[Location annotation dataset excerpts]

◇ ◇ ◇

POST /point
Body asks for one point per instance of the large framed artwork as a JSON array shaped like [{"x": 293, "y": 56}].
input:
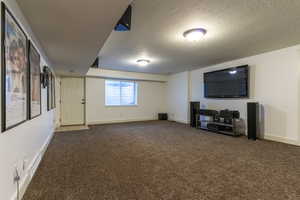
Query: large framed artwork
[
  {"x": 14, "y": 72},
  {"x": 35, "y": 82}
]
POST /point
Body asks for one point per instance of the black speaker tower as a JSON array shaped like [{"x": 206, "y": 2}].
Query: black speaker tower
[
  {"x": 253, "y": 120},
  {"x": 194, "y": 108}
]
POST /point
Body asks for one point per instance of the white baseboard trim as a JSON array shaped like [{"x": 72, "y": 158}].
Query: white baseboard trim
[
  {"x": 120, "y": 121},
  {"x": 31, "y": 169},
  {"x": 281, "y": 139}
]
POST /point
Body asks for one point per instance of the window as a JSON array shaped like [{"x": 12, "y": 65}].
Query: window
[{"x": 120, "y": 93}]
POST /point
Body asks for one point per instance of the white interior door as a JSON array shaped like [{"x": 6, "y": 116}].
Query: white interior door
[{"x": 72, "y": 101}]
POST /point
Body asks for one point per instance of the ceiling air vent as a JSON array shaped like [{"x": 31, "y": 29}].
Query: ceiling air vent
[
  {"x": 96, "y": 63},
  {"x": 124, "y": 23}
]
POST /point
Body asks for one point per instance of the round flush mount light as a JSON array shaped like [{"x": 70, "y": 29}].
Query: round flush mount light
[
  {"x": 194, "y": 35},
  {"x": 143, "y": 62}
]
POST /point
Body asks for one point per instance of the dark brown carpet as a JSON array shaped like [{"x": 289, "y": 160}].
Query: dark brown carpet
[{"x": 164, "y": 161}]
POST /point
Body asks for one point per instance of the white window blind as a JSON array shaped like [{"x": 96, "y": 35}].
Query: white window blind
[{"x": 120, "y": 93}]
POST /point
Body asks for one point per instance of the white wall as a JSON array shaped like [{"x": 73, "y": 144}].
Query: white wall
[
  {"x": 23, "y": 144},
  {"x": 104, "y": 73},
  {"x": 274, "y": 83},
  {"x": 151, "y": 101},
  {"x": 178, "y": 97}
]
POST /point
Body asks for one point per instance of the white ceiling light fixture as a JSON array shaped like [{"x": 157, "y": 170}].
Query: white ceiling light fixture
[
  {"x": 233, "y": 72},
  {"x": 143, "y": 62},
  {"x": 194, "y": 35}
]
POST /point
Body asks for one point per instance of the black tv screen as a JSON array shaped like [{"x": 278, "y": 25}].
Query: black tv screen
[{"x": 227, "y": 83}]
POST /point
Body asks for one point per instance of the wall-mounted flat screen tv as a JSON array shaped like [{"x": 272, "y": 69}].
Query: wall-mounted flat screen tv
[{"x": 227, "y": 83}]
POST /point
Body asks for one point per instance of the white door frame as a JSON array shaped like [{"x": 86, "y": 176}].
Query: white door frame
[{"x": 84, "y": 97}]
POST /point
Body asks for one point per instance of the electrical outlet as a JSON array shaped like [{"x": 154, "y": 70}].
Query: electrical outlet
[
  {"x": 24, "y": 164},
  {"x": 16, "y": 175}
]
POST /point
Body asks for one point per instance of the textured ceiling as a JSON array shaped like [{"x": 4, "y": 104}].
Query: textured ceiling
[
  {"x": 236, "y": 28},
  {"x": 72, "y": 31}
]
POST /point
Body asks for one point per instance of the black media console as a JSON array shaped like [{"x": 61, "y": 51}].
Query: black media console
[{"x": 225, "y": 122}]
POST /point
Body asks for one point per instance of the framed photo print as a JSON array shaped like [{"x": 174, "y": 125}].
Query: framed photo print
[
  {"x": 49, "y": 91},
  {"x": 14, "y": 72},
  {"x": 35, "y": 82},
  {"x": 53, "y": 91}
]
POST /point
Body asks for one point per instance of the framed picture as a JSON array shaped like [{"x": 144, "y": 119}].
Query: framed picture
[
  {"x": 15, "y": 73},
  {"x": 53, "y": 91},
  {"x": 35, "y": 82},
  {"x": 50, "y": 91}
]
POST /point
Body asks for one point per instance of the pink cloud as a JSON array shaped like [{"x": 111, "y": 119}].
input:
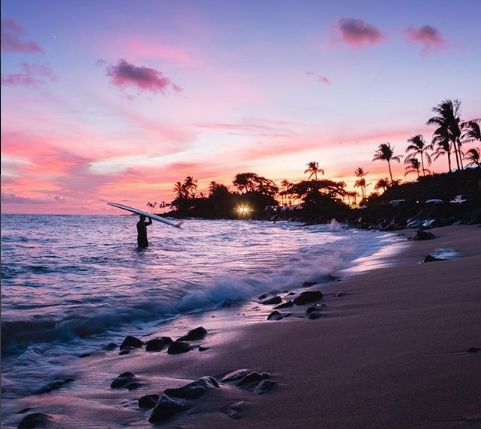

◇ ◇ ◇

# Your goal:
Count the lines of the records above that contain the string "interior", and reply with only the number.

# Answer in full:
2